-- begin --
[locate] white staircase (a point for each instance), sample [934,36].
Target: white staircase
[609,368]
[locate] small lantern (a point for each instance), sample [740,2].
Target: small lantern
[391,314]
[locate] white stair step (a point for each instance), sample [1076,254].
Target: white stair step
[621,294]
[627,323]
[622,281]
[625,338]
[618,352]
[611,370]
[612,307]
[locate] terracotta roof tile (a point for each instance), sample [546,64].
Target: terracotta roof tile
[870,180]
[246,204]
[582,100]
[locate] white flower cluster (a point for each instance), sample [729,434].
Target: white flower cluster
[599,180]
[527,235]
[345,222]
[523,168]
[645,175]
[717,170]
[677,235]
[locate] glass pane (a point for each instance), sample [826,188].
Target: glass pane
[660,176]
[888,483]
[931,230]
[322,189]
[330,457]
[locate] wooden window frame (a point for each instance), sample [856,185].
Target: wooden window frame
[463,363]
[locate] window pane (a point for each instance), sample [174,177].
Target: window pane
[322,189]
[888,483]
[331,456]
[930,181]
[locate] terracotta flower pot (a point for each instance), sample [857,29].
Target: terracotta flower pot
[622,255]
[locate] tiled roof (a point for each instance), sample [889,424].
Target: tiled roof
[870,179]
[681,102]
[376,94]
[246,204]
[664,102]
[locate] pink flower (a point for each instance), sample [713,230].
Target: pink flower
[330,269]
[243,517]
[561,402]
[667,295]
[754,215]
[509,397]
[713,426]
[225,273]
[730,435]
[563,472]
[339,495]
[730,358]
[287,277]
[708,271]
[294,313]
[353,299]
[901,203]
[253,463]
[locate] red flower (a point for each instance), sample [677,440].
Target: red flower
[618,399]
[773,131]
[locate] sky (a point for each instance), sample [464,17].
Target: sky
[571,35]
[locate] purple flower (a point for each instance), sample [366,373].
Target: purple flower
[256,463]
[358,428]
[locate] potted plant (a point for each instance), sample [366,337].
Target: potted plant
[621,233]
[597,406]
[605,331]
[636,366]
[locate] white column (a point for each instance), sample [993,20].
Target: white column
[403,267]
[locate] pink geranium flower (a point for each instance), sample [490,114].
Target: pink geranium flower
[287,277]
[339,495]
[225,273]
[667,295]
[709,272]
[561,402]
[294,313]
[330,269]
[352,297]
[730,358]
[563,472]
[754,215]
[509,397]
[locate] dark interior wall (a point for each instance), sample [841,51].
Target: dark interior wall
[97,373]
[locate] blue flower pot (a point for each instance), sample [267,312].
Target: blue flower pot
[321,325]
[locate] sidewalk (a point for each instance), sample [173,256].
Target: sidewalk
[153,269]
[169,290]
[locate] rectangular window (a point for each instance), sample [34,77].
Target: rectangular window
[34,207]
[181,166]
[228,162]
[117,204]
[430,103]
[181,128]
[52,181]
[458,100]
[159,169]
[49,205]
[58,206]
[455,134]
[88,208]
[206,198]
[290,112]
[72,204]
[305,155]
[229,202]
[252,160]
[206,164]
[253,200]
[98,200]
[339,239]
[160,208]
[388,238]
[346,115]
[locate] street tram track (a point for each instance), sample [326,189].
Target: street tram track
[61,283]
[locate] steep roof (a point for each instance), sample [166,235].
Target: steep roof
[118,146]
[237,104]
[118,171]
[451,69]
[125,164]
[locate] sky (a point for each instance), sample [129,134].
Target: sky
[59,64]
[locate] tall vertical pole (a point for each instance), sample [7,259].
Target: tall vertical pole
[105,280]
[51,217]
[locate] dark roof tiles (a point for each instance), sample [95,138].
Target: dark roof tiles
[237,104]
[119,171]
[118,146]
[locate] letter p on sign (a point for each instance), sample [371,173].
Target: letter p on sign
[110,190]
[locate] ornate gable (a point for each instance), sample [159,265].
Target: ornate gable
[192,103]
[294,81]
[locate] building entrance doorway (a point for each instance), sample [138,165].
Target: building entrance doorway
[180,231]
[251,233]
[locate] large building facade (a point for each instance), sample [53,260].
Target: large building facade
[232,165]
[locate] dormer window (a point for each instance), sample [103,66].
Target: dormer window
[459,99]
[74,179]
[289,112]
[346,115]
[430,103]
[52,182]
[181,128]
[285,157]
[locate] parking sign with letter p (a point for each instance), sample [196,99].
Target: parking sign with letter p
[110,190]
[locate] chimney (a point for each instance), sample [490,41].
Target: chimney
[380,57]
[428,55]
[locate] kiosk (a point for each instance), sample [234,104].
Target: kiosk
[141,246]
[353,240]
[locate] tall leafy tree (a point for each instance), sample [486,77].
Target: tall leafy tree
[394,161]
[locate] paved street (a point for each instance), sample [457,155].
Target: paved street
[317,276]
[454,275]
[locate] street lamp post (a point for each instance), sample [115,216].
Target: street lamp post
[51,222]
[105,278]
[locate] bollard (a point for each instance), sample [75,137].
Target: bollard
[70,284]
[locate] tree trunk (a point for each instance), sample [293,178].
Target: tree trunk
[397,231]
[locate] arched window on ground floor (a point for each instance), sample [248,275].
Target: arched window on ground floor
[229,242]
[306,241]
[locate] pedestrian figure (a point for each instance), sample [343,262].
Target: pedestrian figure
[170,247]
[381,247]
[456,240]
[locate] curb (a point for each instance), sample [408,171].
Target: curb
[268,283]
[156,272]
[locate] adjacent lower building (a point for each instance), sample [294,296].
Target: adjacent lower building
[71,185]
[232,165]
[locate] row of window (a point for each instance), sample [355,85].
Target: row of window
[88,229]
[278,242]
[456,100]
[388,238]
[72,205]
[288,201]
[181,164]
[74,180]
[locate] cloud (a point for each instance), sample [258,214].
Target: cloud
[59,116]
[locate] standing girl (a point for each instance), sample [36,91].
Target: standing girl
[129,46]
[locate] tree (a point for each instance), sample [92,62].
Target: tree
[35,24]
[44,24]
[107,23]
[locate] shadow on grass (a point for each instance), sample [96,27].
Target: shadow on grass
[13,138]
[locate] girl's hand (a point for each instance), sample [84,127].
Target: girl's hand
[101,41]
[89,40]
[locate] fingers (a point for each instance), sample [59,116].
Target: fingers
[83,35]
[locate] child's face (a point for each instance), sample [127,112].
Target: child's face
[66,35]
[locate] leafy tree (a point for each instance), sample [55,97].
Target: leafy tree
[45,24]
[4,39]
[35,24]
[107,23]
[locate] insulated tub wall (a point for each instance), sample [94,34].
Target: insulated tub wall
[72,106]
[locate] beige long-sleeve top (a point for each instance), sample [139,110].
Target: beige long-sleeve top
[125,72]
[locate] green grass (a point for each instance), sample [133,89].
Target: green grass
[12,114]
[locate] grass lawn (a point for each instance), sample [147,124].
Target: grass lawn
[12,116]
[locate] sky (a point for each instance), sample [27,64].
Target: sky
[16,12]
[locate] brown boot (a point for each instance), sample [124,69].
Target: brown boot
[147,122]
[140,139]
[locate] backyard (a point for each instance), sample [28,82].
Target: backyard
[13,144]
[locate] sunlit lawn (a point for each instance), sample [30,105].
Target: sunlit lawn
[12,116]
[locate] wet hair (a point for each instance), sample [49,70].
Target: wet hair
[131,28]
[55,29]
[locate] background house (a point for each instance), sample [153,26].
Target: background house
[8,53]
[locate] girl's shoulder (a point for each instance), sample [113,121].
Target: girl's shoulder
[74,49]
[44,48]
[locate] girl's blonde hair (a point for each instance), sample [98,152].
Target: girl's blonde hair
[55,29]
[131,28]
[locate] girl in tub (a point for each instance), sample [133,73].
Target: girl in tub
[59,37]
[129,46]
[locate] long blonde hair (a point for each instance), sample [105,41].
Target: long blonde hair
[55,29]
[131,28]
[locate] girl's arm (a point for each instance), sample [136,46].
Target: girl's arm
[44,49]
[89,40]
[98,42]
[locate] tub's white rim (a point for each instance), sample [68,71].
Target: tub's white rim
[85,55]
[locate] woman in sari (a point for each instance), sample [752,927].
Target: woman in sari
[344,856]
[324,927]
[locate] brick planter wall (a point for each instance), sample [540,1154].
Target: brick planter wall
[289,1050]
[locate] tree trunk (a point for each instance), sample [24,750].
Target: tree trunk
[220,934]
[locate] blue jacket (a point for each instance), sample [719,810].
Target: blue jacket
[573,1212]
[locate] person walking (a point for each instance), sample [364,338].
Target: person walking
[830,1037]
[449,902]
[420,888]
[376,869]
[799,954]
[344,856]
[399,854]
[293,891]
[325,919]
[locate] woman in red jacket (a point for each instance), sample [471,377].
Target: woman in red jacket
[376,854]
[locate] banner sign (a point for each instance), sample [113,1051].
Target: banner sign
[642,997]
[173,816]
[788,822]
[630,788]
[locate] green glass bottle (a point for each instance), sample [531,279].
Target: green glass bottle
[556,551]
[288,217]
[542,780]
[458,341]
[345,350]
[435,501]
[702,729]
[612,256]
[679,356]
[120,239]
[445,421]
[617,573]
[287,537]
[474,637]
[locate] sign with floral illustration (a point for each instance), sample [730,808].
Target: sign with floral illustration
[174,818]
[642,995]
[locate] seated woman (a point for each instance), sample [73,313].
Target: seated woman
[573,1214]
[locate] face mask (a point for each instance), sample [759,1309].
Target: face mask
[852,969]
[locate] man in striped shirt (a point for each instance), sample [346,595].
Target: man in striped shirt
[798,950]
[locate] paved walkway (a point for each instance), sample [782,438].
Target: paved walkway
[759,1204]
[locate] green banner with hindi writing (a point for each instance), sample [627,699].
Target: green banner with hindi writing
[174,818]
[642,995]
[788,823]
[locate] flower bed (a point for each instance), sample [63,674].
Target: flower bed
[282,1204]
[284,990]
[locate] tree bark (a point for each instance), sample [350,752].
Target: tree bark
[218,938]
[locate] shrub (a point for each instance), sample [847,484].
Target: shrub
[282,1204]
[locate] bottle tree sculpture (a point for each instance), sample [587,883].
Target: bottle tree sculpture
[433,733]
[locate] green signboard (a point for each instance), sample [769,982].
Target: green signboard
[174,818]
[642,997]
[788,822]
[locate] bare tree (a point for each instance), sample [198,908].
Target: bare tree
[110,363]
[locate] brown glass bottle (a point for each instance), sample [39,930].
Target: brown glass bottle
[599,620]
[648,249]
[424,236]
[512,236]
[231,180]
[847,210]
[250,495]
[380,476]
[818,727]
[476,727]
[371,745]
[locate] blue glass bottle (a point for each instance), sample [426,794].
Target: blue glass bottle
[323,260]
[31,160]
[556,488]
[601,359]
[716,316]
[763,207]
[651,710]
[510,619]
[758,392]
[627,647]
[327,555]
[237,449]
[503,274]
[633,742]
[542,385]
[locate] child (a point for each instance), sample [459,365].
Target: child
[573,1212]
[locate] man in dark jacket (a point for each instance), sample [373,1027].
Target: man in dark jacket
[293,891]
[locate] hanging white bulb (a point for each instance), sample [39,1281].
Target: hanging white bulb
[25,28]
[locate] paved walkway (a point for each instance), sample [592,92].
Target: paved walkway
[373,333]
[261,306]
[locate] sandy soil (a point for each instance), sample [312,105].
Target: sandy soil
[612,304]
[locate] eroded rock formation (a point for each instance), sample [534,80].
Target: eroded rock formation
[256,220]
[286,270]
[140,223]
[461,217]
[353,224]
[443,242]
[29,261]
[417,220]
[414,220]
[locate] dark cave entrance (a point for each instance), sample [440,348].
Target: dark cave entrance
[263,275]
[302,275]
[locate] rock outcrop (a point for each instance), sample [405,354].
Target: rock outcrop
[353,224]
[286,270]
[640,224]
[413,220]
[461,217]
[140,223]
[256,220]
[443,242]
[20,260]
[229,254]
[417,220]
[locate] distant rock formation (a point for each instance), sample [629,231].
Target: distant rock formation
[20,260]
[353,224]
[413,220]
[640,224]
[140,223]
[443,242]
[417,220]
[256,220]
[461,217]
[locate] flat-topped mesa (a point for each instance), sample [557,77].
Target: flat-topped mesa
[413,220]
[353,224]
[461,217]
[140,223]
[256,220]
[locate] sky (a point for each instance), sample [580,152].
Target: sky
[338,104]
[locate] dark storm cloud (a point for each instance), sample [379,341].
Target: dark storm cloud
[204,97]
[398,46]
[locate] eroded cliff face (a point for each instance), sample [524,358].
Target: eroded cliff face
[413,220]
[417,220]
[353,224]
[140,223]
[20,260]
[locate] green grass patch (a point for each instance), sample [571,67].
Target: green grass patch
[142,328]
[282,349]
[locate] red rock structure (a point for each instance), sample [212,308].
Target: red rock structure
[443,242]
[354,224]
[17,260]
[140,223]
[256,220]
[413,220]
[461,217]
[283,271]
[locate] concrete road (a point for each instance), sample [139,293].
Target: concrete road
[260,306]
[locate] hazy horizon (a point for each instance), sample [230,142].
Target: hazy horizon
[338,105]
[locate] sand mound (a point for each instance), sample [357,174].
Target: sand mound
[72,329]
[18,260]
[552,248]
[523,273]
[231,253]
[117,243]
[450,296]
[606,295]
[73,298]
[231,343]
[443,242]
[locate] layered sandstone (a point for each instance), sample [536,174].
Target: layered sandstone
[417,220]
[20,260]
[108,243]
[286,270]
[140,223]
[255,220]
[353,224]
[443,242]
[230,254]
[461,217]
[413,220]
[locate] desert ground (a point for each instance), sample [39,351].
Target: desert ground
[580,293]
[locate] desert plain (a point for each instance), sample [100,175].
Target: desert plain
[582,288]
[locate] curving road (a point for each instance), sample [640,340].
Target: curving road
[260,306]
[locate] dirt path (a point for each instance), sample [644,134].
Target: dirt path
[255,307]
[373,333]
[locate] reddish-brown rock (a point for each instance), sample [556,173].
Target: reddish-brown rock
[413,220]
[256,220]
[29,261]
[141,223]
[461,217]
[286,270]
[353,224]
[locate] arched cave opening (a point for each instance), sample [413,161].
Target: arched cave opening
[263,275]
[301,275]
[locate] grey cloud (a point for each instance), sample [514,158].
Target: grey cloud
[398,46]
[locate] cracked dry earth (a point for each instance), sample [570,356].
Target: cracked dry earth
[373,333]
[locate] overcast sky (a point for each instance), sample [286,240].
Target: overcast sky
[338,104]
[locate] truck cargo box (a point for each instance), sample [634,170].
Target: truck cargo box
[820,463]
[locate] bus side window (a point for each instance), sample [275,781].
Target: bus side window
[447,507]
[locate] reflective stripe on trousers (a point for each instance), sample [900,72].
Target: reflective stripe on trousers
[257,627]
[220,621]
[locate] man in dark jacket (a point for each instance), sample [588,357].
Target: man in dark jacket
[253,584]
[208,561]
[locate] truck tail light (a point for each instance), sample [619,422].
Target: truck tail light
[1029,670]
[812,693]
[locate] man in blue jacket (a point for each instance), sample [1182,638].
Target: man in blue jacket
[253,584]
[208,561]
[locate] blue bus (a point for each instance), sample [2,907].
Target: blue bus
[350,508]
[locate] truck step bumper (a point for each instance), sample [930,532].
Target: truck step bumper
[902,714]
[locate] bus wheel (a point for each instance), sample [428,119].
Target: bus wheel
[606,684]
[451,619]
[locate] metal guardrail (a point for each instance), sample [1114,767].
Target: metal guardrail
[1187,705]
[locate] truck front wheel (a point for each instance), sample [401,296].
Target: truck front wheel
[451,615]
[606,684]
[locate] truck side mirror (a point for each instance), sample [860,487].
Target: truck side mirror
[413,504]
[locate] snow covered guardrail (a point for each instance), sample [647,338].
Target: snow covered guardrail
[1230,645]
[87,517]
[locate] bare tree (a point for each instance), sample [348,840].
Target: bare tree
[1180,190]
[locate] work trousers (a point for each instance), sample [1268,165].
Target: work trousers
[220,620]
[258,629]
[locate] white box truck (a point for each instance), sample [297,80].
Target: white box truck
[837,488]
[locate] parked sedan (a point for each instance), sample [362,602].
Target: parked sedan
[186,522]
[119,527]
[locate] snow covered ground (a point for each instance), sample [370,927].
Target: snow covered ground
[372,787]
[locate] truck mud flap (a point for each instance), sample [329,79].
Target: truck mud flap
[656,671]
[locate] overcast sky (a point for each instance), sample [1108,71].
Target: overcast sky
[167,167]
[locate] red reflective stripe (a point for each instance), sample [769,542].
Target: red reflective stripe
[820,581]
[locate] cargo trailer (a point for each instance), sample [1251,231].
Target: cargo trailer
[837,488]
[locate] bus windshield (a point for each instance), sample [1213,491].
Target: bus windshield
-- end --
_Task to complete_
Exactly and only the lines from the line containing "[locate] white box" through the last line of the entries should be copied, both ends included.

_Answer to the problem_
[locate] white box truck (a point for each instance), sample [297,80].
Target: white box truck
[837,488]
[locate] parked sedan (a point for each instance), sample [362,602].
Target: parked sedan
[186,522]
[119,527]
[locate] snow covered ground (a point for each instance), sample [370,927].
Target: snow covered ground
[372,787]
[locate] truck mud flap (a point for each instance), sample [329,79].
Target: truck mud flap
[656,671]
[locate] overcast sky (a point for each instance), sample [1108,71].
Target: overcast sky
[167,167]
[locate] red reflective stripe (a point for each instance), sample [769,542].
Target: red reflective stripe
[820,581]
[locate] cargo trailer (a point for each instance), sample [1251,231].
Target: cargo trailer
[837,488]
[locate] bus windshield (a point for each instance), sample [1213,491].
Target: bus windshield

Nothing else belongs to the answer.